Language-specific properties

Up to this point, we have only considered English semantic networks, while there are thousands of other languages in the world besides English. In this section, we consider semantic networks from 10 other languages contained within ConceptNet: French, Italian, German, Spanish, Russian, Portuguese, Dutch, Japanese, Finnish and Chinese. We group the in total 11 languages based on their language families and we again study the topological properties of 7 different semantic relations per language. Finally, we observe peculiarities in the degree distribution densities of the ‘Related-To’ networks in some languages, which we later explain by grammar.

Language classification

In linguistics, languages can be partitioned in multiple different ways. Mainly, there are two kinds of language classifications: genetic and typological.

The genetic classification assorts languages according to their level of diachronic relatedness, where languages are categorized into the same family if they evolved from the same root language.54. An example is the Indo-European family, which includes the Germanic, Balto-Slavic and Italic languages55.

One popular typological classification distinguishes isolating, agglutinating and inflecting languages. It groups languages in accordance with their morphological word formation styles. A morph or morpheme (the Greek word means ‘outer shape, appearance’ of which the English ’form’ is derived) is the basic unit of a word, such as a stem or an affix56. For instance, the word ‘undoubtedly’ consists of three morphs: ‘un-’, ‘doubted’ and ‘-ly’. In an isolating language, like Mandarin Chinese, each word contains only a single morph54. In contrast, words from an agglutinating language can be divided into morphs with distinctive grammatical categories like tense, person and gender. In an inflecting language, however, there is no exact match between morphs and grammatical categories54. A word changes its form based on different grammar rules. Most Indo-European languages belong to the inflecting category.

Based on these two types of classifications, we have selected 11 languages to cover different language types, Supplementary Table S5. Typologically, Chinese is an isolating language, while Japanese and Finnish are agglutinating languages. The rest of the languages under consideration (8 out of 11) belong to the inflecting category. Genetically, French, Italian, Spanish and Portuguese belong to the Italic family, while English, German and Dutch are Germanic. Russian is a Balto-Slavic language, Japanese is Transeurasian, Chinese is Sino-Tibetan and Finnish belongs to the Uralic family. We mainly refer to the typological classification throughout our analyses.

Overview of semantic networks from eleven languages

For every language, we construct seven undirected semantic networks with the link types ‘Has-A’, ‘Part-Of’, ‘Is-A’, ‘Related-To’, ‘Union’, ‘Antonym’ and ‘Synonym’. Due to missing data in ConceptNet, only three languages have the ‘Has-A’ relation. For these languages, the ‘Union’ network is the union of three link types: ‘Part-Of’, ‘Is-A’ and ‘Related-To’. In this section, we provide an overview of the numbers of nodes N and numbers of links L of the semantic networks. Again, we restrict our study to the LCCs of these networks.

GIVEN INFORMATION:
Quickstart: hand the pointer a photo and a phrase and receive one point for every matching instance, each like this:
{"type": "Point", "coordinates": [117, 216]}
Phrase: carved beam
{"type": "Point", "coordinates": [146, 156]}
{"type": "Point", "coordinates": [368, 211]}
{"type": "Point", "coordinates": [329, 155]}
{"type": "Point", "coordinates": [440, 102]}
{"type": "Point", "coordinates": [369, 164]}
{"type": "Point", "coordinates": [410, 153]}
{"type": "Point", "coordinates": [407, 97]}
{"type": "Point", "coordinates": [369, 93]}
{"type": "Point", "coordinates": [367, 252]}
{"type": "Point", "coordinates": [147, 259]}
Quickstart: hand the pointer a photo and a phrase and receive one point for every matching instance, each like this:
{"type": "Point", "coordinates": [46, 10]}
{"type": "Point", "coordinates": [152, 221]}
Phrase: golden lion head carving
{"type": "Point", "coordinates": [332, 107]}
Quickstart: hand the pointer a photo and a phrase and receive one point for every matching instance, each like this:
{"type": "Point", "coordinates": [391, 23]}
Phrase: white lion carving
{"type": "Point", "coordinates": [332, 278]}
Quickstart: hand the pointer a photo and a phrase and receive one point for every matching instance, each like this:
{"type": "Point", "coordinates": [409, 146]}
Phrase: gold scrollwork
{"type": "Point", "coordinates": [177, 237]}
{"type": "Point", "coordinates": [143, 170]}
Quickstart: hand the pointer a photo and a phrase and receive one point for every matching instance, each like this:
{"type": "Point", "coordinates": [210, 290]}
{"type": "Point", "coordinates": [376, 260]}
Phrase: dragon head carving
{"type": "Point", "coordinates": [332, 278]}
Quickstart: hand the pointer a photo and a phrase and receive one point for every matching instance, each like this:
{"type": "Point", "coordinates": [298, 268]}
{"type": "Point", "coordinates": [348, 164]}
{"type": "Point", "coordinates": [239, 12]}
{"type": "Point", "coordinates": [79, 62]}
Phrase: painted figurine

WHAT IS REQUIRED: In the text on semantic networks, which language family does Finnish belong to?

FINISHED TASK: The Uralic family.